═════ Recorded information

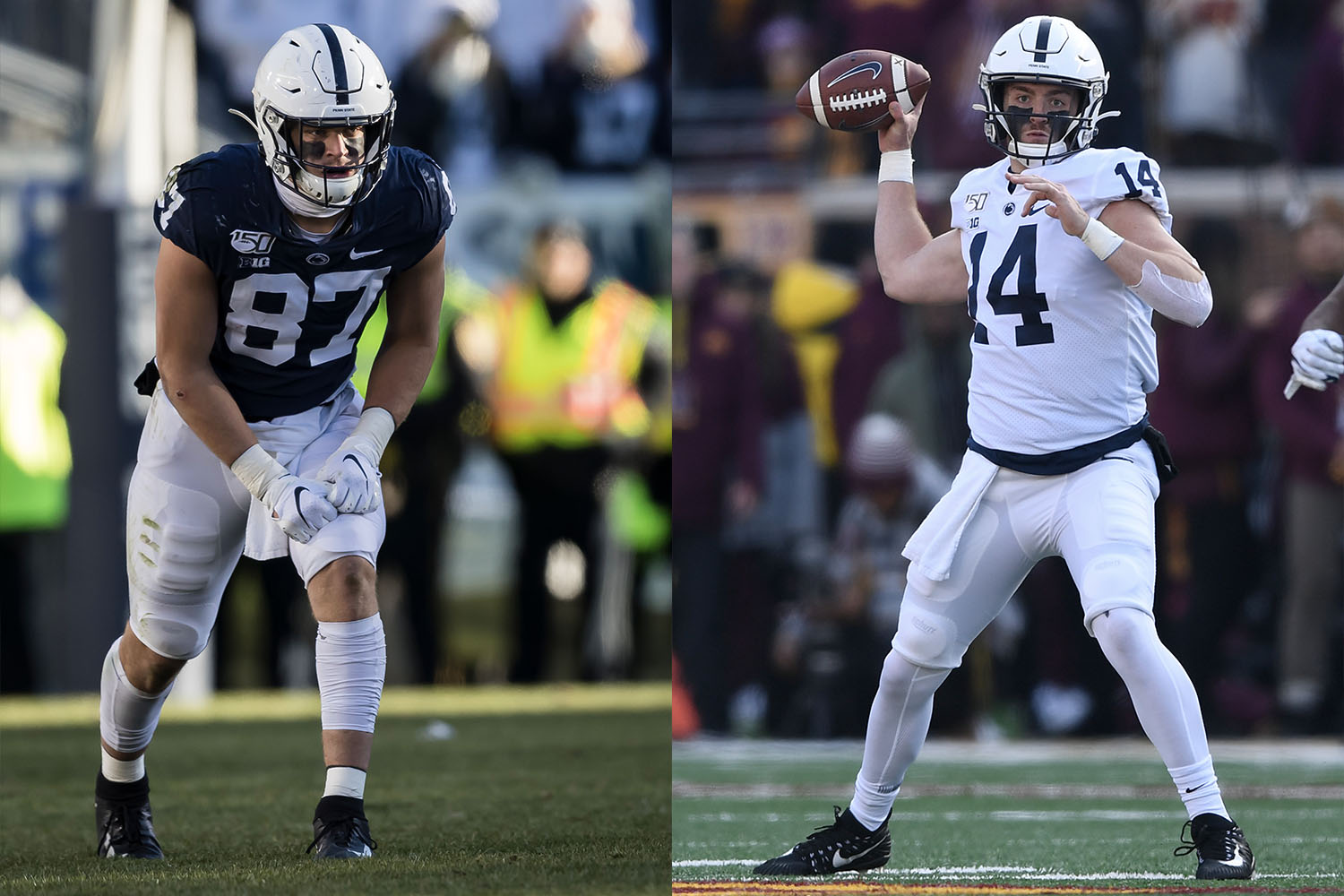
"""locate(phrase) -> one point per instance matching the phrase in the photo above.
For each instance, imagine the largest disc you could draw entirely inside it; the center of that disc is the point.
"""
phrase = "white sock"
(123, 770)
(344, 780)
(898, 726)
(126, 715)
(1164, 702)
(1198, 788)
(351, 664)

══════════

Problem: The expected output is every entry, retyped exactly, with all pictures removed.

Answer to this exercise:
"""locate(phrase) -> one point per instance matching the phrase in the photo above.
For each instance, imagine the largest disc you could draw entirely inside it; the center of that disc is the point.
"""
phrase = "white sock"
(123, 770)
(344, 780)
(898, 726)
(126, 715)
(1164, 702)
(1198, 788)
(351, 664)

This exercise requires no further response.